- **Set problem 1**: Translate this sentence from the nvme patch thread into Spanish: "This runs nvme tests over nvme-tcp."

- **Text passage**:

Subject: Re: [PATCH net-next v3 10/18] nvme/host: Use sendmsg(MSG_SPLICE_PAGES) rather then sendpage

Sagi Grimberg <[email protected]> writes:
> Most likely this also reproduces with blktests?
> https://github.com/osandov/blktests
>
> simple way to check is to run:
> nvme_trtype=tcp ./check nvme
>
> This runs nvme tests over nvme-tcp.

Yes, it crashes similarly during test 10:

root@ktest:~/blktests# nvme_trtype=tcp ./check nvme
nvme/002 (create many subsystems and test discovery) [not run]
nvme_trtype=tcp is not supported in this test
nvme/003 (test if we're sending keep-alives to a discovery controller) [passed]
runtime ... 10.389s
nvme/004 (test nvme and nvmet UUID NS descriptors) [passed]
runtime ... 1.264s
nvme/005 (reset local loopback target) [passed]
runtime ... 1.403s
nvme/006 (create an NVMeOF target with a block device-backed ns) [passed]
runtime ... 0.129s
nvme/007 (create an NVMeOF target with a file-backed ns) [passed]
runtime ... 0.083s
nvme/008 (create an NVMeOF host with a block device-backed ns) [passed]
runtime ... 1.239s
nvme/009 (create an NVMeOF host with a file-backed ns) [passed]
runtime ... 1.229s
nvme/010 (run data verification fio job on NVMeOF block device-backed
ns)

Same trace, null ptr deref at skb_splice_from_iter+0x10a/0x370

Cheers,

2023-06-29 15:29:32

by Sagi Grimberg

[permalink] [raw]

Subject: Re: [PATCH net-next v3 10/18] nvme/host: Use sendmsg(MSG_SPLICE_PAGES) rather then sendpage

> Hi David,
>
> David Howells <[email protected]> writes:
>> When transmitting data, call down into TCP using a single sendmsg with
>> MSG_SPLICE_PAGES to indicate that content should be spliced rather than
>> performing several sendmsg and sendpage calls to transmit header, data
>> pages and trailer.

- **Dataset**:
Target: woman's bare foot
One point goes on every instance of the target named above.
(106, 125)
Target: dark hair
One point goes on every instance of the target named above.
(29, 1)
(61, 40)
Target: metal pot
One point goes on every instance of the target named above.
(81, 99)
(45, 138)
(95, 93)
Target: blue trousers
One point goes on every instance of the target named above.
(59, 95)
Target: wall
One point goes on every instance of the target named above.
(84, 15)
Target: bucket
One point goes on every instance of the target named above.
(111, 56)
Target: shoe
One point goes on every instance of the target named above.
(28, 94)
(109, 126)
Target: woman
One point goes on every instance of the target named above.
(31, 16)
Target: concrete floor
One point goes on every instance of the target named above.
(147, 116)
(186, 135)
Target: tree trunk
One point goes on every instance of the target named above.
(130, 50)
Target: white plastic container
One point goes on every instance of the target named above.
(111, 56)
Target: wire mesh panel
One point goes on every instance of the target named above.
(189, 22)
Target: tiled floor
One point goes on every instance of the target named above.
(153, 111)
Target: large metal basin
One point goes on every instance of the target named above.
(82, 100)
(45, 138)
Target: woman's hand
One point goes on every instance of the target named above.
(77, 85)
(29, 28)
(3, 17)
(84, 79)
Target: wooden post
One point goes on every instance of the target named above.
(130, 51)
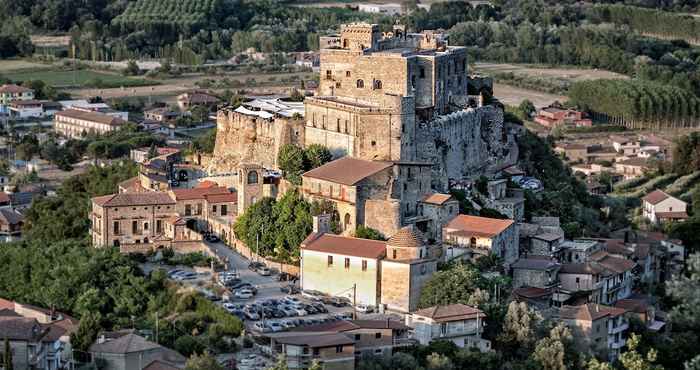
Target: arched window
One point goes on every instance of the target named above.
(346, 221)
(252, 177)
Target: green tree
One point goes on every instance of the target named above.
(365, 232)
(204, 361)
(316, 155)
(457, 284)
(291, 160)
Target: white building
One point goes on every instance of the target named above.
(458, 323)
(658, 206)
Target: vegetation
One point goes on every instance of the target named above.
(294, 160)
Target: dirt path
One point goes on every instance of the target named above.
(510, 95)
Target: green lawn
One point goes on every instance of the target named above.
(80, 78)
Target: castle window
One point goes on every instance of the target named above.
(252, 177)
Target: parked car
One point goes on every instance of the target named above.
(244, 294)
(255, 266)
(275, 326)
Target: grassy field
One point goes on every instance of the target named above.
(80, 78)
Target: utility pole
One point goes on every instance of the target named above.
(354, 301)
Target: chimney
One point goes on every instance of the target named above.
(321, 223)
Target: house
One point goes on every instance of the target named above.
(334, 351)
(39, 338)
(659, 206)
(458, 323)
(554, 116)
(10, 93)
(597, 329)
(163, 114)
(390, 274)
(192, 99)
(75, 123)
(131, 351)
(11, 222)
(372, 337)
(535, 272)
(472, 236)
(632, 167)
(24, 109)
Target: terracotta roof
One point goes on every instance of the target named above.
(615, 264)
(589, 312)
(21, 328)
(133, 199)
(343, 245)
(633, 305)
(102, 118)
(436, 198)
(481, 226)
(535, 264)
(312, 339)
(672, 215)
(347, 170)
(126, 344)
(581, 269)
(13, 89)
(197, 193)
(453, 312)
(655, 197)
(206, 184)
(531, 292)
(407, 237)
(160, 365)
(221, 198)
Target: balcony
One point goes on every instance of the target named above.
(618, 329)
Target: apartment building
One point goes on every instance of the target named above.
(77, 122)
(597, 329)
(458, 323)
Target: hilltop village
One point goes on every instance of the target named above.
(383, 207)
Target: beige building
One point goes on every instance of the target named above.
(457, 323)
(472, 236)
(77, 122)
(597, 329)
(390, 273)
(658, 206)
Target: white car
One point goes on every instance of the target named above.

- **Set problem 2**: Pull out every line in the records that contains the word "white".

- **Worked answer 1**: Esto ejecuta pruebas de nvme sobre nvme-tcp.

- **Worked answer 2**:
Target: white plastic container
Target: white building
Target: white car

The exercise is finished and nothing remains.